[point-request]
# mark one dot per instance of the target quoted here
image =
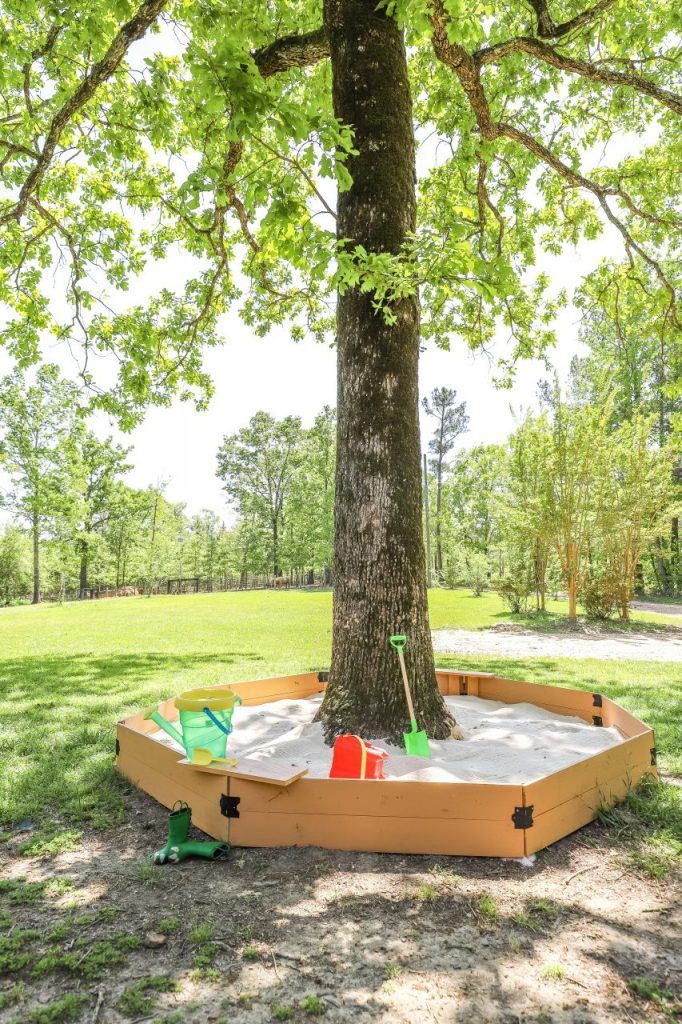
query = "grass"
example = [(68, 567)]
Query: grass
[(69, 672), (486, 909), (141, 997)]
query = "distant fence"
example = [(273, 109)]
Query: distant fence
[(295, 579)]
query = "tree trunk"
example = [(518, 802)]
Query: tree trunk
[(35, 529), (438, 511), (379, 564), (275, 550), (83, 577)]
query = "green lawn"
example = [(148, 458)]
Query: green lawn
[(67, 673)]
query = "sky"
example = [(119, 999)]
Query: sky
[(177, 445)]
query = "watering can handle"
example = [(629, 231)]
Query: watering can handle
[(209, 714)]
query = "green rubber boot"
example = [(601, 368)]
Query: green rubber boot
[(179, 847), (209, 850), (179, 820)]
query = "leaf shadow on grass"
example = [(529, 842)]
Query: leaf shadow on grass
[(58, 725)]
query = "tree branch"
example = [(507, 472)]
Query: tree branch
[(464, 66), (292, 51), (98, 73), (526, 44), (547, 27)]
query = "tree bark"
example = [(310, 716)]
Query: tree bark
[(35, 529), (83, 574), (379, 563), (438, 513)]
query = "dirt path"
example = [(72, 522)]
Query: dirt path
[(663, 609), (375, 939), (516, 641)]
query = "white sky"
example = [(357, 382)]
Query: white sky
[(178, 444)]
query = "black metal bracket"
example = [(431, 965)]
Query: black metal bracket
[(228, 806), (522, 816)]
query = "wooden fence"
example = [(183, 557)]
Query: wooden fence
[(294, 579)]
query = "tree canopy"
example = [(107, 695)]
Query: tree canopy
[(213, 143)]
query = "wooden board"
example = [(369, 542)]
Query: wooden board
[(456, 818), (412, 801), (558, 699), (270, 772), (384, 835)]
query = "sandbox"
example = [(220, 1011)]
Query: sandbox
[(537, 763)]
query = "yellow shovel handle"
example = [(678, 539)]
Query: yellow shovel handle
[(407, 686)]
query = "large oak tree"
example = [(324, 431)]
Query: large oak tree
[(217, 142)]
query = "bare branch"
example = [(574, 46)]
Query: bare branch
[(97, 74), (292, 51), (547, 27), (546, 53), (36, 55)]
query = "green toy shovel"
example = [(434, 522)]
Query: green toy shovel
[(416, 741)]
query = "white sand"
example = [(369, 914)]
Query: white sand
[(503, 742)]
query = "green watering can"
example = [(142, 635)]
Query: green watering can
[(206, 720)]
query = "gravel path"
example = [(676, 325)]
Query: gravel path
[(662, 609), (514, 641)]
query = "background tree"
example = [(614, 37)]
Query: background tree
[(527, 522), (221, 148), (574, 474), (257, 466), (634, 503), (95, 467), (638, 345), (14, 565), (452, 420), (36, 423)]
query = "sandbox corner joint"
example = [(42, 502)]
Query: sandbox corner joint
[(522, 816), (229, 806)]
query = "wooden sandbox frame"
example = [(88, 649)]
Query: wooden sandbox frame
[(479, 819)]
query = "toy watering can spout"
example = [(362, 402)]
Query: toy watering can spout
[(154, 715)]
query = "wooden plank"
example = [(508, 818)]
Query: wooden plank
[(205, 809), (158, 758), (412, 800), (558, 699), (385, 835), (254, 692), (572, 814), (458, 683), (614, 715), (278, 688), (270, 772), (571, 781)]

----------

• _Problem description_
Leaving out the pictures, output the listing above exactly as given.

• _Result of the exercise_
[point-request]
# mark one dot per instance of the target quoted here
image =
query = "grass"
example = [(68, 567)]
Query: grass
[(69, 672), (486, 909), (141, 997)]
query = "distant fence"
example = [(273, 109)]
Query: distant fence
[(295, 579)]
query = "tree trunk"
example = [(518, 802)]
Query: tree trunk
[(35, 529), (438, 511), (379, 564), (275, 550), (83, 577)]
query = "green lawn"
example = [(148, 458)]
Query: green lawn
[(67, 673)]
query = "sky"
example = [(119, 999)]
Query: sky
[(177, 445)]
query = "watering can handle"
example = [(629, 231)]
Query: watering can handle
[(209, 714)]
query = "green rubber boot"
example = [(601, 368)]
Query: green rubber boot
[(179, 847), (209, 850), (179, 820)]
query = "leaf shadow on grass"
example = [(529, 842)]
Query: leaf shadow on grass
[(58, 725)]
query = "tree branch"
example = [(507, 472)]
Query: tree branch
[(464, 66), (292, 51), (98, 73), (526, 44), (547, 27)]
query = "tree bark"
example = [(310, 716)]
Query: tree bark
[(35, 529), (83, 574), (379, 563), (438, 513)]
query = "dirt path"
example = [(72, 522)]
Query: dirt path
[(663, 609), (375, 939), (516, 641)]
query = "white sky"
example = [(357, 382)]
Query: white sky
[(178, 444)]
query = "black metal bracket"
example = [(431, 965)]
Query: black metal bracket
[(228, 806), (522, 816)]
query = "wooden fence"
example = [(183, 557)]
Query: wooden fence
[(294, 579)]
query = "tree canopy"
example = [(107, 695)]
Query: tree canopy
[(213, 143)]
query = "wooden board"
example = [(369, 542)]
Query: wooden board
[(456, 818), (412, 801), (558, 699), (270, 772), (384, 835)]
query = "sandbox"
example = [(220, 1011)]
Query: sandbox
[(537, 763)]
query = "yellow shovel handle"
example = [(678, 539)]
Query: yellow shovel handle
[(407, 686)]
query = "large oak tree"
example = [(324, 431)]
Query: large oak tree
[(217, 142)]
query = "bare branch"
example = [(574, 46)]
Query: bare branch
[(97, 74), (292, 51), (547, 27), (546, 53), (36, 55)]
query = "green toy shovel"
example = [(434, 522)]
Query: green toy shovel
[(416, 741)]
query = "white sand"
example = [(369, 914)]
Query: white sand
[(503, 742)]
query = "green watering can"
example = [(142, 635)]
Query: green watering can
[(206, 720)]
query = "gravel path"
example = [(676, 325)]
Query: gravel path
[(662, 609), (514, 641)]
query = "background tree"
example = [(614, 37)]
Query: background tree
[(527, 522), (221, 148), (574, 474), (257, 466), (634, 503), (95, 467), (638, 345), (14, 565), (452, 420), (36, 423)]
query = "sandbox corner joint"
example = [(42, 502)]
Query: sandbox corner joint
[(522, 816), (229, 806)]
query = "wooden sandbox frame"
example = [(88, 649)]
Query: wooden sandbox frame
[(479, 819)]
query = "toy watering can spout"
example = [(362, 402)]
Query: toy watering can spout
[(154, 715)]
query = "wooden plank"
example = [(508, 818)]
Query: wooden plank
[(205, 809), (158, 758), (412, 800), (558, 699), (385, 835), (254, 692), (572, 814), (458, 683), (614, 715), (278, 688), (270, 772), (571, 781)]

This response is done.